START TEXT SECTION

He must have been especially pleased with the at times hysterical histrionics of his legal counsel (which count among their number Pam Bondi, who took a $25,000 bribe from Trump in 2016 to make her lawsuit against Trump University mysteriously vanish and is now on the legal team, obviously, because Trump called in a note he thought he had over her). Indeed, it was as if we were watching two parallel dimensions constantly colliding with each other, with one dimension's idea of justice consisting of documents, evidence and witness testimony and another vaguely-familiar dimension insisting none of those were necessary.
I'll leave it to you, Constant Reader, to decide which of those dimensions has the right idea about an impeachment trial. We're essentially seeing the destruction of our democracy in real time, proving this revolution (or Mitch McConnell's and the GOP's at any rate) will be televised. Manager Crow made a compelling argument about midway through the debates that if the Republicans have their way, there would be nothing to stop a Democratic president to refuse to cooperate with his or her own impeachment while relying on their party to merely adopt the new rules that McConnell's put in place. As with Neil Gorsuch's nomination, McConnell essentially is rewriting and sledgehammering rules that were put in place over two centuries ago to ensure a smooth, lawful process.
And in between Trump's shysters' hair-tearing and chest-beating, it was becoming more and more clear the Democrats were not playing to the GOP's better instincts and angels. Republican scum, after all, have none. Rather, knowing their every amendment was doomed to fail because of the GOP's insistence on going over the cliff with Trump to the bitter end, Democrats were playing to an audience of not 53 but to 330,000,000. It's vitally important that the Democrats continue to hammer home these points infinitum ad nauseam the true story of what happened with Trump's illegal hold on Ukraine's security assistance (illegal according to the GAO's ruling).
And Republican intransigence and heel-digging means the Democratic impeachment managers are forced to recycle evidence from the House's investigation that was hobbled by the White House. Among these facts are Mark Sandy, a career OMB official whose job it was to oversee US disbursements to foreign nations, abruptly getting replaced by Michael Duffey, a Trump flunky who had no experience in aid disbursement when Sandy began raising questions about the legality of the hold.

END TEXT SECTION
START STORED DATA

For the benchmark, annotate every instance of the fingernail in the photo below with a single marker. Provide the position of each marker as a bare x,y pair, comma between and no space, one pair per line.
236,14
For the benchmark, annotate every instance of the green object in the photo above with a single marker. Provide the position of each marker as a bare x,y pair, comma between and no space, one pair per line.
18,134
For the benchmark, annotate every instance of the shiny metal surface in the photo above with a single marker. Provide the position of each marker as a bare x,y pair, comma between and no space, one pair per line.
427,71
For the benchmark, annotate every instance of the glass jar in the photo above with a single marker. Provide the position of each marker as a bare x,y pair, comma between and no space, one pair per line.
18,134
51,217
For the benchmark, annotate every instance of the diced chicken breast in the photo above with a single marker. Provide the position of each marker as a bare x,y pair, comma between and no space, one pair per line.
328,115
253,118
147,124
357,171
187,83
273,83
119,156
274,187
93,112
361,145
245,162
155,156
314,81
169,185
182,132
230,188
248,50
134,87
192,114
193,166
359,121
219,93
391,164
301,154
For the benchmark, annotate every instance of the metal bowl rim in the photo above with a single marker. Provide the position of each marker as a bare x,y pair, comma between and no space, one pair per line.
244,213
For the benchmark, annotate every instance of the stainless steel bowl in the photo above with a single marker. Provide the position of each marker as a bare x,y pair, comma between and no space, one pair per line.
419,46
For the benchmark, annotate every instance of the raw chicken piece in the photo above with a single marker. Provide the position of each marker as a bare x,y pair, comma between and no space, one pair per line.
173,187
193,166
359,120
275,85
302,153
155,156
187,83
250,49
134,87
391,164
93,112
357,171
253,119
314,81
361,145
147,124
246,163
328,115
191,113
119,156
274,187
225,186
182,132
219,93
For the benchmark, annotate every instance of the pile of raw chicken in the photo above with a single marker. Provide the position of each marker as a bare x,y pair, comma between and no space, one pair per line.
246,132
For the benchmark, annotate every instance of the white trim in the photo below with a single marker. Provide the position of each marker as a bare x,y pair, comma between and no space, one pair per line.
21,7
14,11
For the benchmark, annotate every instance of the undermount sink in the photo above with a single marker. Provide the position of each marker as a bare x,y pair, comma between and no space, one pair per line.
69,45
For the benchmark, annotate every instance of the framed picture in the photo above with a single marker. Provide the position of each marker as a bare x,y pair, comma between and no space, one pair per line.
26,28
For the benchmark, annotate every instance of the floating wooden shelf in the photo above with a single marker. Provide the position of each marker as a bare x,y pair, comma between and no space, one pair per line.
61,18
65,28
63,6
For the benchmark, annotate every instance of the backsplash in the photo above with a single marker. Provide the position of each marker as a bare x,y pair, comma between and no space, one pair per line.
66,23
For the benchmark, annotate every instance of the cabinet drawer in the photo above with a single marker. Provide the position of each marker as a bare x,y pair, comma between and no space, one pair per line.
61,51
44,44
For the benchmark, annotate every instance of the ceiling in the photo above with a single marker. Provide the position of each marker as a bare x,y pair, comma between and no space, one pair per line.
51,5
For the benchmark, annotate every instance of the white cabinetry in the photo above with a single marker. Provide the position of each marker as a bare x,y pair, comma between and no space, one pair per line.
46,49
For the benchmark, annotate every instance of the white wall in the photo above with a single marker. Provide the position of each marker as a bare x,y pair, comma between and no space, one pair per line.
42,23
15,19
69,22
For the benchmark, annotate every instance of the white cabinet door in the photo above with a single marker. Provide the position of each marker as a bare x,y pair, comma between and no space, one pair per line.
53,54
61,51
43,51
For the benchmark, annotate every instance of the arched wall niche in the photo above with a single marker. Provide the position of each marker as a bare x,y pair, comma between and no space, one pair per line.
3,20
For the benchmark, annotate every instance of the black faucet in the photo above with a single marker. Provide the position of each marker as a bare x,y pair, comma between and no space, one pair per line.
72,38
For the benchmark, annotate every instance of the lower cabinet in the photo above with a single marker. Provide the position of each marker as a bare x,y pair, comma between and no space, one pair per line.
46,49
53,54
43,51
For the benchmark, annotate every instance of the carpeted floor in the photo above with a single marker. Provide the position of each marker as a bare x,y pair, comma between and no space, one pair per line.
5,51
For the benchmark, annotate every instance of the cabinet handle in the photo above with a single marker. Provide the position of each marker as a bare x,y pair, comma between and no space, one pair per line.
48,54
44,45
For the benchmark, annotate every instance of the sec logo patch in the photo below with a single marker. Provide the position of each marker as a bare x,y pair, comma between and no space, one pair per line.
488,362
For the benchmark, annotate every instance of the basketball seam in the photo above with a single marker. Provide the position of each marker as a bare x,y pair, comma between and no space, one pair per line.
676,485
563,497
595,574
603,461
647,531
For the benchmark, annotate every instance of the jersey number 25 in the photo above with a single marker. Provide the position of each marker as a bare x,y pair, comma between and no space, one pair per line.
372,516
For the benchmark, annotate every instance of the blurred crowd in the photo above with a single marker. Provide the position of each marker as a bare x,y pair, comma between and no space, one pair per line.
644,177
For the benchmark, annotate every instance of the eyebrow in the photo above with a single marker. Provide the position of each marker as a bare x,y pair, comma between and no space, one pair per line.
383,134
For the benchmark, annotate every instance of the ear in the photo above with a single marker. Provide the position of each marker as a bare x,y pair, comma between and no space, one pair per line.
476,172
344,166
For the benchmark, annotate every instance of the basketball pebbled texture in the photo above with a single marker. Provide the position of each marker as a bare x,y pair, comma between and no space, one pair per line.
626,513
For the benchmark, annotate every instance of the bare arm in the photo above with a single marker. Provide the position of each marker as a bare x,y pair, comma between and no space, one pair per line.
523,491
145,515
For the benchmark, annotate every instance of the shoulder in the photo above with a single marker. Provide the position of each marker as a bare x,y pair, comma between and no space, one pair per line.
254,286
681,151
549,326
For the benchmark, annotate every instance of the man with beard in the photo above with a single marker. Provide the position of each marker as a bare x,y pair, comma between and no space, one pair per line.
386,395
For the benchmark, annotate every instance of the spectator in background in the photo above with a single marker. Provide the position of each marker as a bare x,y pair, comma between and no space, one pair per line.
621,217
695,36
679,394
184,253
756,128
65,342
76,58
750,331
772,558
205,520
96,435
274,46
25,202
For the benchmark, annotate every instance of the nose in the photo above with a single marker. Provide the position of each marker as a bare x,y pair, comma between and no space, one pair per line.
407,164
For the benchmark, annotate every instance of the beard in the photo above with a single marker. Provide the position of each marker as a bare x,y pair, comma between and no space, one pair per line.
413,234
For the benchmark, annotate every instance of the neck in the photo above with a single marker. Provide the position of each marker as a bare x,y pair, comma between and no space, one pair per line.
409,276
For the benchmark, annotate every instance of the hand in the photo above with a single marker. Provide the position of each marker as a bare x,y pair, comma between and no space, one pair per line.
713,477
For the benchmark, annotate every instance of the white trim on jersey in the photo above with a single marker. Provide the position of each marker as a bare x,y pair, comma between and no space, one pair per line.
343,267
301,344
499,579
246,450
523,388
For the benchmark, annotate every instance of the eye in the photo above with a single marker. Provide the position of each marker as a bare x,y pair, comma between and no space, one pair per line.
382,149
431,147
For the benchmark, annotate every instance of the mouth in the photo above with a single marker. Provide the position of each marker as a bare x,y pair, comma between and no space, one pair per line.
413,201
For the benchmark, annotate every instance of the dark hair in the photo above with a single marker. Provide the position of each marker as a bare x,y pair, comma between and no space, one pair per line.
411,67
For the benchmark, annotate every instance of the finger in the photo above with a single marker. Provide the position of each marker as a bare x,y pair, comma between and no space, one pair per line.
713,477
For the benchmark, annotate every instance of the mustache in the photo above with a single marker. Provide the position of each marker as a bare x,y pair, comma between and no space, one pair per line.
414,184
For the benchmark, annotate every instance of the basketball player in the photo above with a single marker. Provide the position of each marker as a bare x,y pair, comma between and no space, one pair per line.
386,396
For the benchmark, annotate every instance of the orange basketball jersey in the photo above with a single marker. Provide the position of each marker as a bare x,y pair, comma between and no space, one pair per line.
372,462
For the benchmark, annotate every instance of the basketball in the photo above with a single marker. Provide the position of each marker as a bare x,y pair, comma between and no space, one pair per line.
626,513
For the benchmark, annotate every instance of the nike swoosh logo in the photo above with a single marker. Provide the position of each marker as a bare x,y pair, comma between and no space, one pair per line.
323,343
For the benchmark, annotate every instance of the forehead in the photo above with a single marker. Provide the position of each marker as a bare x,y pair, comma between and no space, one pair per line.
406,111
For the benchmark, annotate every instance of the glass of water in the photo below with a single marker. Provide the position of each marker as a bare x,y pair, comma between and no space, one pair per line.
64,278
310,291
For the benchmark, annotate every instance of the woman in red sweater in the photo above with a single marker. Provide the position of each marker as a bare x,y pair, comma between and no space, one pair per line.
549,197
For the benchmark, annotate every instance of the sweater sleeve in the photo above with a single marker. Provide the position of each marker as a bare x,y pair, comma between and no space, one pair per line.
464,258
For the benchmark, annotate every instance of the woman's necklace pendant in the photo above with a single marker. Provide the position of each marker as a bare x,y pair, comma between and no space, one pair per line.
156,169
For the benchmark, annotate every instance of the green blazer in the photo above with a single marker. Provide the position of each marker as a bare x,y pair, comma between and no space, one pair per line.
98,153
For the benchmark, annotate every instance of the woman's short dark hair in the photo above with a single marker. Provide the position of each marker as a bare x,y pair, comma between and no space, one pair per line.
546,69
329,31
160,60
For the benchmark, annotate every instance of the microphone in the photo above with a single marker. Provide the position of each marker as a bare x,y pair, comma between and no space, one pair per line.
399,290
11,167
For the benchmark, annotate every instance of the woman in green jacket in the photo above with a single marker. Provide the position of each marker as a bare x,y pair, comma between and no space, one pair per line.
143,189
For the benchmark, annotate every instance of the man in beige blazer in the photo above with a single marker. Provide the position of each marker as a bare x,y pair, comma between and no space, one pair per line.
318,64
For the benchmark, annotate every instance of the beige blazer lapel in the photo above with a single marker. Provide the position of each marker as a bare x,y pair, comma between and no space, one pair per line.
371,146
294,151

END STORED DATA

DIRECTIONS:
1 – Name each individual person mentioned in the impeachment commentary.
2 – Rewrite the impeachment commentary starting with "And in between" and going on through "the GAO's ruling).", putting "very end" in place of "bitter end".

TASK RESULTS:
1 –
- Trump
- Pam Bondi
- Mitch McConnell
- Manager Crow
- Neil Gorsuch
- Mark Sandy
- Michael Duffey

2 –
And in between Trump's shysters' hair-tearing and chest-beating, it was becoming more and more clear the Democrats were not playing to the GOP's better instincts and angels. Republican scum, after all, have none. Rather, knowing their every amendment was doomed to fail because of the GOP's insistence on going over the cliff with Trump to the very end, Democrats were playing to an audience of not 53 but to 330,000,000. It's vitally important that the Democrats continue to hammer home these points infinitum ad nauseam the true story of what happened with Trump's illegal hold on Ukraine's security assistance (illegal according to the GAO's ruling).